**EXTRACTED MATERIAL:**
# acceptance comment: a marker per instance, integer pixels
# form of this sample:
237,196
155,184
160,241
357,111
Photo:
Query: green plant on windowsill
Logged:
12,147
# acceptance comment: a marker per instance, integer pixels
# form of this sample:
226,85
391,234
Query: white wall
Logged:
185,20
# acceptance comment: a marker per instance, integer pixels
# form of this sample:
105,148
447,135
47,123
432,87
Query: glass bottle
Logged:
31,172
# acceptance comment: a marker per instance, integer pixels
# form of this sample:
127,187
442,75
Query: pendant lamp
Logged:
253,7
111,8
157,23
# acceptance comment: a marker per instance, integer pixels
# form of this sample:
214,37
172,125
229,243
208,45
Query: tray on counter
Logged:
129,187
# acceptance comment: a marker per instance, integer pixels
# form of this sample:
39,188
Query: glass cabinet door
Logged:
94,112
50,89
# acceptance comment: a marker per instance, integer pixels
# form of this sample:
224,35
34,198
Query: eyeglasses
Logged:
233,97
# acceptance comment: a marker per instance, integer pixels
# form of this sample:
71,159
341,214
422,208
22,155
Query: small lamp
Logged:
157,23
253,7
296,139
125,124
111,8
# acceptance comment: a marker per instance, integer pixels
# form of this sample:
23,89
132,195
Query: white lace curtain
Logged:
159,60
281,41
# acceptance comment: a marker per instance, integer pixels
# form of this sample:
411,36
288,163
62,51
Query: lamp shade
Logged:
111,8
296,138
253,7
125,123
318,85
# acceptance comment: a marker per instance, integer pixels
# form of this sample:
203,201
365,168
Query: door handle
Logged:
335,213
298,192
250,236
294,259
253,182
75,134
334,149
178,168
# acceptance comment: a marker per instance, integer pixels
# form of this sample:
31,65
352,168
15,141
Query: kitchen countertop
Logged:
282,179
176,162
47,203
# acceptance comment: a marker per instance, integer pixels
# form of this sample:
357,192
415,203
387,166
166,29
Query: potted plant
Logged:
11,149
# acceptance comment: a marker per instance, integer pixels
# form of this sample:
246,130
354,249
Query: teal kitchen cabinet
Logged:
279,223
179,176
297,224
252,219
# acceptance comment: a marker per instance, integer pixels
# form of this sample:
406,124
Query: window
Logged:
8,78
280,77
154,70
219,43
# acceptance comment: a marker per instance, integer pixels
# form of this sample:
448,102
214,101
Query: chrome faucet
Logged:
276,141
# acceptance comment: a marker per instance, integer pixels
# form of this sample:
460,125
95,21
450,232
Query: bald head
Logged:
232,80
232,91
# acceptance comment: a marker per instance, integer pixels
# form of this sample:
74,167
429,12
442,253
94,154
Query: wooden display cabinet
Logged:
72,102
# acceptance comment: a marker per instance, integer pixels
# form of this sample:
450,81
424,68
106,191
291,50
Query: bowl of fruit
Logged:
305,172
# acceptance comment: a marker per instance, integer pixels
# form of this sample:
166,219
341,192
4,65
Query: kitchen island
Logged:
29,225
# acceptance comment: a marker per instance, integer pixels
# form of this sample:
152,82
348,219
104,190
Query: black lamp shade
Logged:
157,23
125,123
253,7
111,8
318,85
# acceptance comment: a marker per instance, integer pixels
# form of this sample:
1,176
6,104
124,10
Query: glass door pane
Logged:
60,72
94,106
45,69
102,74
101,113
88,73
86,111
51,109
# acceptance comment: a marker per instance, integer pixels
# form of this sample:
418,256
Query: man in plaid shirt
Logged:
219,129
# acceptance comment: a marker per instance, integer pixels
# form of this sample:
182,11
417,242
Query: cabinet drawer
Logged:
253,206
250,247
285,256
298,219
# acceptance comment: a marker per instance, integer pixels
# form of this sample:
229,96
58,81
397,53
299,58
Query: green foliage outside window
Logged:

**WHAT YOU HAVE TO DO:** Your output must be an exact copy of every entry.

**OUTPUT:**
# acceptance comment: a marker per instance, integer pixels
# form of this sample:
237,196
155,184
160,241
357,111
Photo:
Query: green plant on windowsill
Logged:
12,147
# acceptance comment: a marker per instance, integer pixels
# form of this sample:
226,85
391,234
Query: white wall
Logged:
185,20
# acceptance comment: a marker per instance, integer pixels
# form of this sample:
105,148
447,135
47,123
432,87
Query: glass bottle
Logged:
31,172
# acceptance comment: a marker per instance, integer pixels
# form of this sample:
127,187
442,75
Query: pendant lamp
Logged:
253,7
111,8
157,23
# acceptance comment: a marker per instance, integer pixels
# form of this sample:
214,37
172,125
229,243
208,45
Query: tray on counter
Logged:
129,187
# acceptance comment: a marker per instance, integer pixels
# form of this sample:
39,188
Query: glass cabinet door
Logged:
94,112
50,89
# acceptance comment: a marker per instance, integer pixels
# form of this sample:
224,35
34,198
Query: eyeglasses
Logged:
233,97
# acceptance comment: a marker per instance, integer pixels
# form of this sample:
71,159
341,214
422,208
22,155
Query: small lamp
Logged:
157,23
253,7
296,139
125,124
111,8
# acceptance comment: a marker per instance, integer pixels
# form of this sample:
23,89
132,195
Query: white lace curtain
Logged:
159,60
281,41
# acceptance comment: a marker per instance, integer pixels
# form of this sample:
411,36
288,163
62,51
Query: lamp shade
Logged:
111,8
296,138
253,7
125,123
318,85
# acceptance comment: a marker per instance, integer pixels
# form of this sample:
203,201
365,168
Query: door handle
Logged:
335,213
298,192
250,236
294,259
253,182
75,134
334,149
178,168
# acceptance comment: a marker per instance, integer pixels
# form of this sample:
31,65
352,168
15,141
Query: kitchen countertop
Logged:
282,179
176,162
47,203
# acceptance comment: a marker per instance, integer pixels
# form of this sample:
357,192
415,203
387,166
166,29
Query: potted plant
Logged:
11,149
# acceptance comment: a marker per instance, integer pixels
# form of this sample:
246,130
354,249
Query: teal kitchen cabinet
Logged:
279,223
179,176
297,224
252,219
# acceptance comment: a marker per instance, integer pixels
# form of this sample:
406,124
Query: window
Logged:
8,78
280,77
154,70
219,43
# acceptance comment: a marker per instance, integer pixels
# form of this sample:
448,102
214,101
Query: chrome faucet
Logged:
276,141
# acceptance comment: a marker per instance, integer pixels
# form of this sample:
460,125
95,21
450,232
Query: bald head
Logged:
232,80
232,91
# acceptance comment: a marker per instance, integer pixels
# form of this sample:
74,167
429,12
442,253
94,154
Query: wooden display cabinet
Logged:
72,102
# acceptance comment: a marker per instance, integer pixels
# form of this sample:
450,81
424,68
106,191
291,50
Query: bowl of fruit
Logged:
305,172
# acceptance comment: a marker per instance, integer pixels
# form of this sample:
166,219
341,192
4,65
Query: kitchen island
Logged:
29,225
# acceptance comment: a marker per instance, integer pixels
# form of this sample:
152,82
348,219
104,190
Query: black lamp shade
Logged:
157,23
125,123
253,7
111,8
318,85
# acceptance comment: a marker per instance, integer pixels
# form of this sample:
1,176
6,104
124,10
Query: glass door pane
Logged:
60,72
94,106
45,69
102,74
101,113
88,73
86,111
51,109
# acceptance comment: a marker per instance, integer pixels
# form of this sample:
418,256
Query: man in plaid shirt
Logged:
219,129
# acceptance comment: a marker per instance, integer pixels
# form of this sample:
182,11
417,242
Query: cabinet drawer
Logged:
253,206
250,247
285,256
298,219
# acceptance comment: a marker per instance, integer pixels
# form of this sample:
229,96
58,81
397,53
299,58
Query: green foliage outside window
Logged:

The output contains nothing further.